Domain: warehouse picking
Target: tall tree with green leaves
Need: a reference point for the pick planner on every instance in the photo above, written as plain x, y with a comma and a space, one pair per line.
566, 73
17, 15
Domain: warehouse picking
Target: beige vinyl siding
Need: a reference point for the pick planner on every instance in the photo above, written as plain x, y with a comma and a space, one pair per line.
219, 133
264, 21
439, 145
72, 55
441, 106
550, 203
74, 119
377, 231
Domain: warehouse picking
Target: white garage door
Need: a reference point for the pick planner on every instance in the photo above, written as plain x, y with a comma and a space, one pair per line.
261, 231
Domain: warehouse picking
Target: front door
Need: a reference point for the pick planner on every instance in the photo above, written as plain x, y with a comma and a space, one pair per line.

+===+

▶ **Goal**:
Lay out every line of the rows above as a numbered list, leaving out any blank lines.

▶ **Solution for this task**:
1. Domain: warehouse picking
2. Target: tall tree with green leaves
3. Need: a reference point for the pick planner on every instance in the photo above, written as plain x, y with a comma and a space, one pair per line.
4. 566, 73
5. 17, 15
6. Domain: warehouse picking
7. Target: beige vinyl siding
8. Need: a reference point for the pick planner on every instance in the photo above, written as plain x, y with a comma and a space, one pair per line.
9. 219, 133
10. 264, 21
11. 439, 145
12. 72, 55
13. 441, 106
14. 550, 203
15. 74, 119
16. 377, 231
17. Domain: warehouse picking
18. Target: white garage door
19. Need: a reference point for the pick planner on every instance in the photo above, written as plain x, y with a comma and a space, one pair per line.
20. 261, 231
21. Domain: warehouse picking
22. Target: front door
23. Need: a reference point for the pick planner on every instance in the photo above, written as plain x, y with a comma and a space, one pair per line.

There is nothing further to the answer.